→ Extrait fourni
« Le puissant sentiment d’injustice ressenti par une partie des Français explique la puissance de la réaction dans les urnes »
Un bon gouvernement, quel qu’il soit, ne peut se passer d’un appui permanent sur les sciences sociales. C’est sans doute pour cela que les mauvais gouvernements commencent toujours par supprimer ces dernières…
Depuis des années, une multitude de travaux mettent, en effet, en évidence le malaise social français et permettent de comprendre sa nature. Déjà en 1993, dans La Misère du monde (Seuil), Pierre Bourdieu signalait l’importance de la misère « de position », écrivant : « Constituer la grande misère en mesure exclusive de toutes les misères, c’est s’interdire d’apercevoir et de comprendre toute une part des souffrances caractéristiques d’un ordre social qui a sans doute fait reculer la grande misère mais qui, en se différenciant, a aussi multiplié les espaces sociaux qui ont offert les conditions favorables à un développement sans précédent de toutes les formes de la petite misère. »
En 2009, dans une note intitulée « Vivons-nous encore dans une société de classes ? », le sociologue Olivier Schwartz mettait en lumière, dans le sillage ouvert par l’ouvrage collectif La France des petits moyens (La Découverte, 2008), l’un des principaux obstacles à la possibilité de continuer à former une « société de semblables », c’est-à-dire une société capable d’intégrer l’ensemble de ses membres et de contenir au maximum les inégalités. Analysant les représentations de machinistes du bas de la hiérarchie dans une grande entreprise, Schwartz remarquait que ces derniers avaient le sentiment d’être soumis à une double pression, l’une venant du haut, mais l’autre venant du bas, de plus bas qu’eux.

→ Extraits des lignes
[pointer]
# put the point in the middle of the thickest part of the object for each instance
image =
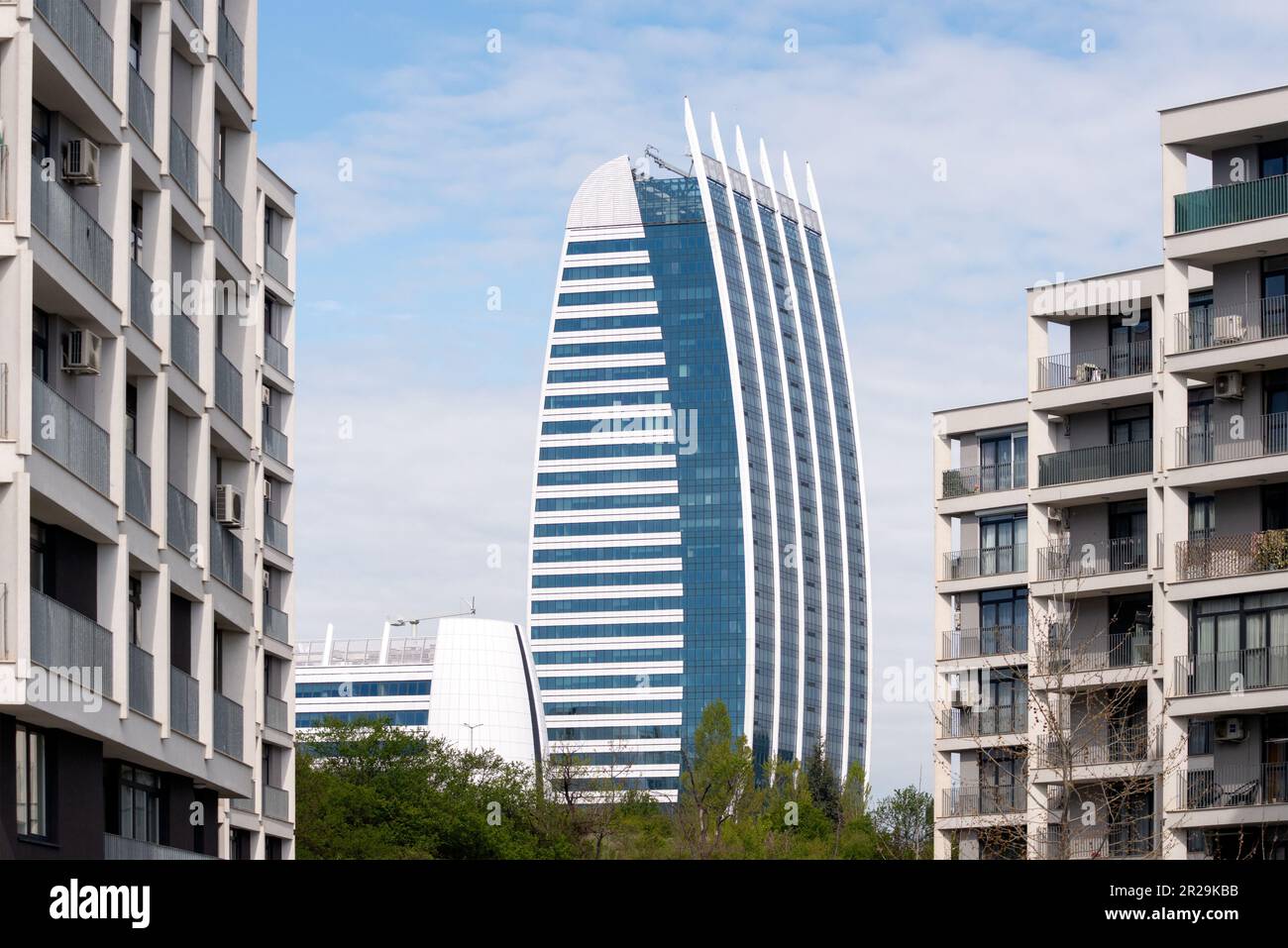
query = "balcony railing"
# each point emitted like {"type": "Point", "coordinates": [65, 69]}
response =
{"type": "Point", "coordinates": [996, 561]}
{"type": "Point", "coordinates": [226, 556]}
{"type": "Point", "coordinates": [1095, 464]}
{"type": "Point", "coordinates": [138, 488]}
{"type": "Point", "coordinates": [1260, 436]}
{"type": "Point", "coordinates": [180, 520]}
{"type": "Point", "coordinates": [275, 355]}
{"type": "Point", "coordinates": [1232, 204]}
{"type": "Point", "coordinates": [1234, 672]}
{"type": "Point", "coordinates": [997, 640]}
{"type": "Point", "coordinates": [1095, 558]}
{"type": "Point", "coordinates": [228, 386]}
{"type": "Point", "coordinates": [1244, 554]}
{"type": "Point", "coordinates": [62, 638]}
{"type": "Point", "coordinates": [142, 106]}
{"type": "Point", "coordinates": [230, 719]}
{"type": "Point", "coordinates": [275, 535]}
{"type": "Point", "coordinates": [183, 159]}
{"type": "Point", "coordinates": [232, 51]}
{"type": "Point", "coordinates": [120, 848]}
{"type": "Point", "coordinates": [184, 344]}
{"type": "Point", "coordinates": [1207, 327]}
{"type": "Point", "coordinates": [986, 798]}
{"type": "Point", "coordinates": [68, 436]}
{"type": "Point", "coordinates": [983, 478]}
{"type": "Point", "coordinates": [1237, 785]}
{"type": "Point", "coordinates": [184, 702]}
{"type": "Point", "coordinates": [141, 681]}
{"type": "Point", "coordinates": [71, 230]}
{"type": "Point", "coordinates": [1095, 365]}
{"type": "Point", "coordinates": [77, 27]}
{"type": "Point", "coordinates": [228, 217]}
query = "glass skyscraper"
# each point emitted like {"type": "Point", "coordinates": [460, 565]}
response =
{"type": "Point", "coordinates": [697, 528]}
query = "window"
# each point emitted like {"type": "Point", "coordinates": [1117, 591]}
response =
{"type": "Point", "coordinates": [33, 780]}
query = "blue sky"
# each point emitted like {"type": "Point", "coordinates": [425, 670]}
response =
{"type": "Point", "coordinates": [464, 162]}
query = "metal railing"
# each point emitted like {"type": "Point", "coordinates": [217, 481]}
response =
{"type": "Point", "coordinates": [71, 230]}
{"type": "Point", "coordinates": [987, 478]}
{"type": "Point", "coordinates": [230, 719]}
{"type": "Point", "coordinates": [183, 159]}
{"type": "Point", "coordinates": [1207, 327]}
{"type": "Point", "coordinates": [1095, 365]}
{"type": "Point", "coordinates": [138, 488]}
{"type": "Point", "coordinates": [62, 638]}
{"type": "Point", "coordinates": [77, 27]}
{"type": "Point", "coordinates": [180, 520]}
{"type": "Point", "coordinates": [121, 848]}
{"type": "Point", "coordinates": [1215, 673]}
{"type": "Point", "coordinates": [228, 217]}
{"type": "Point", "coordinates": [997, 640]}
{"type": "Point", "coordinates": [997, 561]}
{"type": "Point", "coordinates": [1233, 785]}
{"type": "Point", "coordinates": [184, 703]}
{"type": "Point", "coordinates": [1096, 463]}
{"type": "Point", "coordinates": [184, 346]}
{"type": "Point", "coordinates": [141, 681]}
{"type": "Point", "coordinates": [1096, 558]}
{"type": "Point", "coordinates": [228, 386]}
{"type": "Point", "coordinates": [232, 51]}
{"type": "Point", "coordinates": [142, 106]}
{"type": "Point", "coordinates": [1243, 554]}
{"type": "Point", "coordinates": [226, 556]}
{"type": "Point", "coordinates": [1232, 204]}
{"type": "Point", "coordinates": [68, 436]}
{"type": "Point", "coordinates": [1257, 437]}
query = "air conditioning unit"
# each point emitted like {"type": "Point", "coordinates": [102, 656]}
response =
{"type": "Point", "coordinates": [82, 353]}
{"type": "Point", "coordinates": [1229, 385]}
{"type": "Point", "coordinates": [228, 502]}
{"type": "Point", "coordinates": [80, 161]}
{"type": "Point", "coordinates": [1229, 729]}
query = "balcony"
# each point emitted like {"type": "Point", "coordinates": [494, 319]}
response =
{"type": "Point", "coordinates": [1232, 204]}
{"type": "Point", "coordinates": [71, 230]}
{"type": "Point", "coordinates": [1095, 365]}
{"type": "Point", "coordinates": [120, 848]}
{"type": "Point", "coordinates": [228, 217]}
{"type": "Point", "coordinates": [183, 159]}
{"type": "Point", "coordinates": [1260, 436]}
{"type": "Point", "coordinates": [75, 441]}
{"type": "Point", "coordinates": [228, 727]}
{"type": "Point", "coordinates": [180, 520]}
{"type": "Point", "coordinates": [142, 106]}
{"type": "Point", "coordinates": [78, 29]}
{"type": "Point", "coordinates": [996, 640]}
{"type": "Point", "coordinates": [1250, 321]}
{"type": "Point", "coordinates": [1233, 785]}
{"type": "Point", "coordinates": [987, 478]}
{"type": "Point", "coordinates": [1095, 464]}
{"type": "Point", "coordinates": [141, 681]}
{"type": "Point", "coordinates": [184, 703]}
{"type": "Point", "coordinates": [228, 386]}
{"type": "Point", "coordinates": [1244, 554]}
{"type": "Point", "coordinates": [226, 556]}
{"type": "Point", "coordinates": [1098, 558]}
{"type": "Point", "coordinates": [997, 561]}
{"type": "Point", "coordinates": [1218, 673]}
{"type": "Point", "coordinates": [138, 488]}
{"type": "Point", "coordinates": [984, 798]}
{"type": "Point", "coordinates": [62, 638]}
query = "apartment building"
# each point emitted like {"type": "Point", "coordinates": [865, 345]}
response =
{"type": "Point", "coordinates": [147, 283]}
{"type": "Point", "coordinates": [1112, 550]}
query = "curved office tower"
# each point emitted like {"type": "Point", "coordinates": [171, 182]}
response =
{"type": "Point", "coordinates": [697, 528]}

→ Consignes
• 1. D'après l'article sur le malaise social français, d'où venaient les deux pressions que ressentaient les machinistes étudiés par Olivier Schwartz ?
• 2. Poursuivez l'article sur le malaise social français à partir de sa dernière phrase.

→ Réponses aux consignes
• 1. L'une venait du haut, l'autre du bas, de plus bas qu'eux.

• 2.
Demandes de justice sociale et fiscale
« Cette pression venant du bas, c’est par exemple l’idée qu’il y a trop de chômeurs qui non seulement n’ont pas d’emploi mais qui n’en cherchent pas, qui vivent du RMI ou des aides sociales, qui se dispensent par conséquent de chercher du travail, et qui peuvent s’en dispenser parce que d’autres paient des impôts pour eux. Ou encore, ce peut être l’idée que dans certaines familles immigrées on vit sans travailler, grâce aux allocations, c’est-à-dire grâce à des aides sociales qui, là encore, sont financées par ceux qui travaillent et grâce à leurs impôts. »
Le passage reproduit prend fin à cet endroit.